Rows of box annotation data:
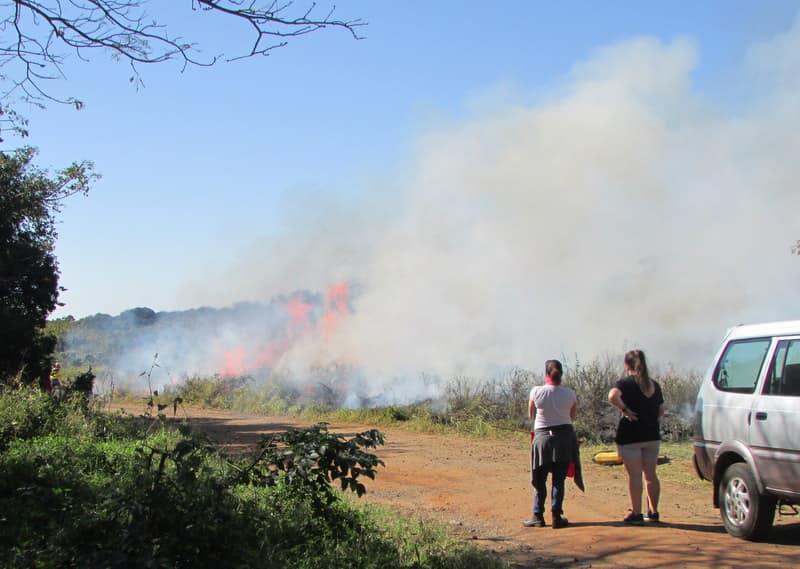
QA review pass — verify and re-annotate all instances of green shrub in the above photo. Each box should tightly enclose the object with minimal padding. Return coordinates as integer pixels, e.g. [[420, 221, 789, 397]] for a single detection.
[[0, 390, 504, 569]]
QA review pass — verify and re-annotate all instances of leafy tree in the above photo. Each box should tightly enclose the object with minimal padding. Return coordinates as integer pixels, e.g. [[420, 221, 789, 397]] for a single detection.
[[0, 0, 366, 136], [0, 148, 97, 383]]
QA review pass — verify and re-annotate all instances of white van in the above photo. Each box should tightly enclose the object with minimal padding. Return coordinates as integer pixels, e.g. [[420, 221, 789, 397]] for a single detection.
[[694, 320, 800, 539]]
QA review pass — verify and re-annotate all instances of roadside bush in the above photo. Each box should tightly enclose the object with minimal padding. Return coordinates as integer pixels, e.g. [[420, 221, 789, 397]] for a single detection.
[[0, 390, 498, 569]]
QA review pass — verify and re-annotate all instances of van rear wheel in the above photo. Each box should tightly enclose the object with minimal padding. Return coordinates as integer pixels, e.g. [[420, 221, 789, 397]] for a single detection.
[[719, 462, 776, 540]]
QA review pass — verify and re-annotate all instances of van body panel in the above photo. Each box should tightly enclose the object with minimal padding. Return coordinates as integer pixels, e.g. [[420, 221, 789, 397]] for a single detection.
[[693, 320, 800, 503]]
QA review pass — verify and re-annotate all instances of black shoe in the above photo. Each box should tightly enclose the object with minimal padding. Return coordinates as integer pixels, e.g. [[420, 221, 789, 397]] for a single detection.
[[622, 512, 644, 525], [522, 514, 547, 528], [644, 512, 661, 524]]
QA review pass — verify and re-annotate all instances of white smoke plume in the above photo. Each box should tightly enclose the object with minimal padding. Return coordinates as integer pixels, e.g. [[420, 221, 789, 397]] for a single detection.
[[152, 21, 800, 390]]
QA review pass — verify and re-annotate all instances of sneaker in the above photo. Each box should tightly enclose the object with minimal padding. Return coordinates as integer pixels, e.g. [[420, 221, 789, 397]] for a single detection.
[[553, 514, 569, 529], [522, 514, 547, 528], [644, 512, 661, 524], [622, 512, 644, 525]]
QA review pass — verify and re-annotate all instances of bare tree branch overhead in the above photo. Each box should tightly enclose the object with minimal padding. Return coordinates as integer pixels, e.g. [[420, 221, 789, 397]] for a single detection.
[[0, 0, 366, 129]]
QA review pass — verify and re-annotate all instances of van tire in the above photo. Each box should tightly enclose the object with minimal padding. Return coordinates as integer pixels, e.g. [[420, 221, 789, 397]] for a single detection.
[[718, 462, 776, 541]]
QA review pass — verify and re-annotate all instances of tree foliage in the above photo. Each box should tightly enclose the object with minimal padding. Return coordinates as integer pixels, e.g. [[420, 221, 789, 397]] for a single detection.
[[0, 0, 365, 135], [0, 148, 96, 382]]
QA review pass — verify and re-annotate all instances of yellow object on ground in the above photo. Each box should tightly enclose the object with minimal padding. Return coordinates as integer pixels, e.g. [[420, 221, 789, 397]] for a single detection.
[[592, 450, 622, 466]]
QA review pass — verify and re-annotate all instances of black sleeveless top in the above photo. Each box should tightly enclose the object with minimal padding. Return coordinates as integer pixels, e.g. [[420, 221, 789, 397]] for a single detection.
[[614, 376, 664, 445]]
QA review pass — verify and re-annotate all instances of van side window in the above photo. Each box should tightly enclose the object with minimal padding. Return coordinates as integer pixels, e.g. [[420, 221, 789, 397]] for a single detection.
[[764, 340, 800, 397], [714, 338, 772, 393]]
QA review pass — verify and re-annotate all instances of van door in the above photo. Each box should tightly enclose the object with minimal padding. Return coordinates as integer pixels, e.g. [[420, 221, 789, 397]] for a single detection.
[[702, 338, 772, 449], [750, 337, 800, 494]]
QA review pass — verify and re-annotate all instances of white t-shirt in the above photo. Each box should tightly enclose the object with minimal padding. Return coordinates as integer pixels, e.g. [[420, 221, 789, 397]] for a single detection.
[[530, 385, 578, 429]]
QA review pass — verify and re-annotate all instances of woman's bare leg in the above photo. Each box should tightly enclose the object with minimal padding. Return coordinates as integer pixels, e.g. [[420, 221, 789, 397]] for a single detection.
[[642, 447, 661, 513], [620, 453, 642, 514]]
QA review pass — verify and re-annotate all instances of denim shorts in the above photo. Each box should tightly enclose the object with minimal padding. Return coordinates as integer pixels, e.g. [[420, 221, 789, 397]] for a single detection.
[[617, 441, 661, 462]]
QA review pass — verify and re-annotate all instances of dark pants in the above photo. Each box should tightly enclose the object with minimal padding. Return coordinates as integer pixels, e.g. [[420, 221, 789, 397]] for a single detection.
[[533, 462, 569, 515]]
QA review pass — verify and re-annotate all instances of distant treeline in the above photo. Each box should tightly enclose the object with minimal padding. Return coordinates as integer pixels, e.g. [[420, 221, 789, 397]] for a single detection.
[[47, 291, 324, 371]]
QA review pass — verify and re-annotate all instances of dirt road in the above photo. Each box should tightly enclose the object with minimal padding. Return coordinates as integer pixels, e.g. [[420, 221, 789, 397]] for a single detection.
[[133, 409, 800, 568]]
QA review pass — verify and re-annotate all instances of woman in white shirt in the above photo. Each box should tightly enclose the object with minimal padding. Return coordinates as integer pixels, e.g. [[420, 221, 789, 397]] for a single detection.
[[523, 360, 578, 528]]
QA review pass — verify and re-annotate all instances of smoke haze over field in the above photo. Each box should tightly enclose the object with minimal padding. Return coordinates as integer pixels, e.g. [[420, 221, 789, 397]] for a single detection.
[[133, 23, 800, 394]]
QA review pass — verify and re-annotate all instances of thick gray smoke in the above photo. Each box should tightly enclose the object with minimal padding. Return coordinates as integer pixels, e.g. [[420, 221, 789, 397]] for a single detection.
[[166, 24, 800, 398]]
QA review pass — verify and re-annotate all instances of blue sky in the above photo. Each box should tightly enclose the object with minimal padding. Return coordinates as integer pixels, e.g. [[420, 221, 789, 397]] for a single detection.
[[19, 0, 800, 317]]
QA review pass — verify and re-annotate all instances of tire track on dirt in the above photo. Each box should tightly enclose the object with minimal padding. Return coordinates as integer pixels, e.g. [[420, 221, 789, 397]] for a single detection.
[[122, 409, 800, 569]]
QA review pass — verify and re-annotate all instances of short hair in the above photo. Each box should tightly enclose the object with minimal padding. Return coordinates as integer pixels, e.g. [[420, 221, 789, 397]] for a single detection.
[[544, 360, 564, 383]]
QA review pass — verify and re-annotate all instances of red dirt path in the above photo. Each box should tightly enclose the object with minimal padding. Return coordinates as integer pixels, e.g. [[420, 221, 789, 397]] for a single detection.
[[120, 407, 800, 568]]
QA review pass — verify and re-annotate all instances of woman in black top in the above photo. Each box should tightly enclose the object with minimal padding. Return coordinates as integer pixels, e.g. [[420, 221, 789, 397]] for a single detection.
[[608, 350, 664, 524]]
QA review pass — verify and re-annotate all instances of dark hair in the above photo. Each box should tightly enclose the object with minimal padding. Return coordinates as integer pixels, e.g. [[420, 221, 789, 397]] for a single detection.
[[625, 350, 652, 387], [544, 360, 564, 383]]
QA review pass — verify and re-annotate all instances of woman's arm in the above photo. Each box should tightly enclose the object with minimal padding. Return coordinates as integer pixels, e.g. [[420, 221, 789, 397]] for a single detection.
[[608, 387, 638, 421]]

WHAT YOU HAVE TO DO.
Output the material above as a two-column CSV with the header row instruction,boxes, one row per request, each field quoted and any line breaks replaced with spaces. Leave the pictures out.

RESPONSE TO THE TASK.
instruction,boxes
"QA review pass — verify and re-annotate all instances of green shrub in the above photo. Each box should tightly enclose the object with minimal padding. Return coordinates as integer pixels, e.g. [[420, 221, 789, 397]] for a single detection.","[[0, 390, 504, 569]]"
"QA review pass — verify and re-annotate all instances of leafy tree in the above photo. Each box should tightly enclose the object with minimal padding. Return coordinates as integer pixels, e.g. [[420, 221, 789, 397]] for a single detection.","[[0, 0, 366, 136], [0, 148, 97, 383]]"
"QA review pass — verify and re-annotate all instances of white van in the above photo. Each box should tightly enclose the object with minimal padding. Return coordinates as integer pixels, e.g. [[420, 221, 789, 397]] for a single detection.","[[694, 320, 800, 539]]"
"QA review pass — verify and re-annotate all instances of roadside bush in the above photo. Each box should tightly enclose the object with minimal padding. Return coordinates as integer pixels, e.g. [[420, 221, 789, 397]] for a single detection.","[[0, 390, 498, 569]]"
"QA review pass — verify and re-annotate all instances of van rear wheel in the above photo. Each box should tightly enclose the object with minimal padding. Return coordinates as integer pixels, e.g. [[420, 221, 789, 397]] for a single detection.","[[719, 462, 776, 540]]"
"QA review pass — verify and re-annotate all instances of van body panel in the above photo. Each box should tightly enclose the object with minimal padding. Return coordinates as integer pixels, e.g. [[420, 221, 789, 397]] for a single detection.","[[693, 320, 800, 503]]"
"QA review pass — verify and re-annotate all instances of black shoe in the above photo. Each box should tightly enclose the object with minimal padding. Return coordinates as integer pixels, e.g. [[420, 221, 789, 397]] for a single detection.","[[622, 512, 644, 525], [522, 514, 547, 528], [644, 512, 661, 524]]"
"QA review pass — verify and re-annotate all instances of white smoke plume in the above photo. Each box should tightly enclose the object with minimal padding. Return coordinates as integer pixels, e.g. [[420, 221, 789, 397]] for a single detection.","[[152, 21, 800, 390]]"
"QA review pass — verify and re-annotate all instances of sneaker in the above photo. Each box should tightly enclose the object with minimal padding. Return coordinates as integer pixels, e.g. [[420, 221, 789, 397]] for a single detection.","[[553, 514, 569, 529], [522, 514, 547, 528], [644, 512, 661, 524], [622, 512, 644, 525]]"
"QA review pass — verify and re-annotate all instances of bare tree branch overhead in the above photo. Each box should tightly enclose the object with minimal padding. Return coordinates as integer pixels, e.g. [[420, 221, 789, 397]] for a single detection.","[[0, 0, 366, 129]]"
"QA review pass — verify and re-annotate all instances of van tire in the above photo. Each box should tightly enclose the object with minimal padding. Return coordinates as integer pixels, e.g. [[420, 221, 789, 397]] for a single detection.","[[718, 462, 776, 541]]"
"QA review pass — verify and re-annotate all instances of tree foliage in the above photo. Each box should tightly enclose the object with minimal padding. Return coordinates as integer pixels, e.g. [[420, 221, 789, 397]] for a single detection.","[[0, 0, 365, 135], [0, 148, 96, 382]]"
"QA review pass — verify and re-annotate all instances of yellow object on ground in the above photo. Each box should tightly enclose the object with minimal padding. Return coordinates as integer pixels, e.g. [[420, 221, 789, 397]] for a single detection.","[[592, 450, 622, 466]]"
"QA review pass — verify and re-annotate all instances of black sleeveless top in the above photo. Each box should tightly enclose the object with minimal padding. Return coordinates as integer pixels, e.g. [[420, 221, 789, 397]] for a single detection.","[[614, 376, 664, 445]]"
"QA review pass — verify and re-annotate all instances of van side window in the above photo. Each box should tightly enclose the object with minimal padding. Return coordinates as integer pixels, e.g. [[420, 221, 789, 397]] for a single detection.","[[764, 340, 800, 397], [714, 338, 772, 393]]"
"QA review pass — verify and re-annotate all instances of van door in the above photo. Each box should tightly enclose the object with minimal padding. Return coordinates as integer pixels, e.g. [[420, 221, 789, 397]] for a single detection.","[[702, 338, 772, 449], [750, 337, 800, 494]]"
"QA review pass — verify and re-annotate all instances of white t-shirt in the above photo. Each box should tightly enclose the object with minimal padding. Return coordinates as integer pixels, e.g. [[420, 221, 789, 397]] for a single detection.","[[530, 385, 578, 429]]"
"QA review pass — verify and re-annotate all instances of woman's bare leg in the above photo. Each box should tightly enclose the object with minimal padding. Return coordinates as integer pixels, e.g. [[420, 221, 789, 397]] for a single detection.","[[642, 447, 661, 513], [620, 453, 642, 514]]"
"QA review pass — verify and re-annotate all instances of denim shorts in the above photo. Each box should tightly enclose the object with minimal padding. Return coordinates as integer pixels, e.g. [[420, 221, 789, 397]] for a single detection.","[[617, 441, 661, 462]]"
"QA review pass — verify and re-annotate all instances of dark pants in the above photo. Each box should tightly enclose the object with minimal padding. Return coordinates as integer pixels, e.g. [[420, 221, 789, 397]] for a single detection.","[[533, 462, 569, 515]]"
"QA review pass — verify and re-annotate all instances of distant treeline in the above photo. Each box should tightly enclose the object with minimal padding. Return coordinates as integer pixels, e.g. [[420, 221, 789, 397]] for a single detection.","[[47, 291, 324, 371]]"
"QA review pass — verify and re-annotate all instances of dirt road in the above photo. Each box should tightly enclose the object with minimal padding. Return coordinates as integer pixels, e.g. [[420, 221, 789, 397]] for a single detection.","[[133, 409, 800, 568]]"
"QA review pass — verify and re-annotate all instances of woman in white shirt in the above photo. Each box should tightly enclose the object with minimal padding. Return coordinates as integer pixels, e.g. [[420, 221, 789, 397]] for a single detection.","[[523, 360, 578, 528]]"
"QA review pass — verify and re-annotate all instances of smoke haze over field in the above photo. Each box should tightly enclose the object with minimal padding. Return coordinates as integer pixels, e.g. [[420, 221, 789, 397]] for a single detection.","[[133, 23, 800, 394]]"
"QA review pass — verify and re-annotate all instances of thick gray smoke in the above photo. Each box should tightly enclose the object with minimal padding. Return coordinates as integer pixels, e.g. [[420, 221, 789, 397]] for a single detection.","[[166, 24, 800, 398]]"
"QA review pass — verify and re-annotate all instances of blue sky in the above photo. Each box should tightly enclose the object with minimal padding. Return coordinates as integer pixels, e.g. [[420, 221, 789, 397]] for a single detection.","[[19, 0, 800, 317]]"
"QA review pass — verify and re-annotate all instances of tire track on dirt in the above photo. Each box should tightly enclose the object with minimal padding. Return coordinates as integer pixels, e.g. [[420, 221, 789, 397]] for a single detection.","[[122, 409, 800, 569]]"
"QA review pass — verify and re-annotate all instances of short hair in the above photo. Each box should tightly enclose the object with minimal padding. Return coordinates as integer pixels, e.g. [[420, 221, 789, 397]] for a single detection.","[[544, 360, 564, 383]]"
"QA review pass — verify and re-annotate all instances of red dirt path in the above photo. Each box should tightly enclose the object with minimal padding. Return coordinates as integer pixels, e.g. [[420, 221, 789, 397]] for a single detection.","[[120, 407, 800, 568]]"
"QA review pass — verify and re-annotate all instances of woman in black top in the above photo. Each box should tightly enclose the object with minimal padding. Return coordinates as integer pixels, e.g. [[420, 221, 789, 397]] for a single detection.","[[608, 350, 664, 524]]"
"QA review pass — verify and re-annotate all instances of dark hair in the above photo. Each box should tightly enclose the object with minimal padding. Return coordinates as integer pixels, e.g. [[420, 221, 789, 397]] for a single detection.","[[625, 350, 652, 387], [544, 360, 564, 383]]"
"QA review pass — verify and re-annotate all instances of woman's arm in the above photo. Each box should tightly enclose the object with minimal padding. Return coordinates as integer pixels, e.g. [[420, 221, 789, 397]] for a single detection.","[[608, 387, 638, 421]]"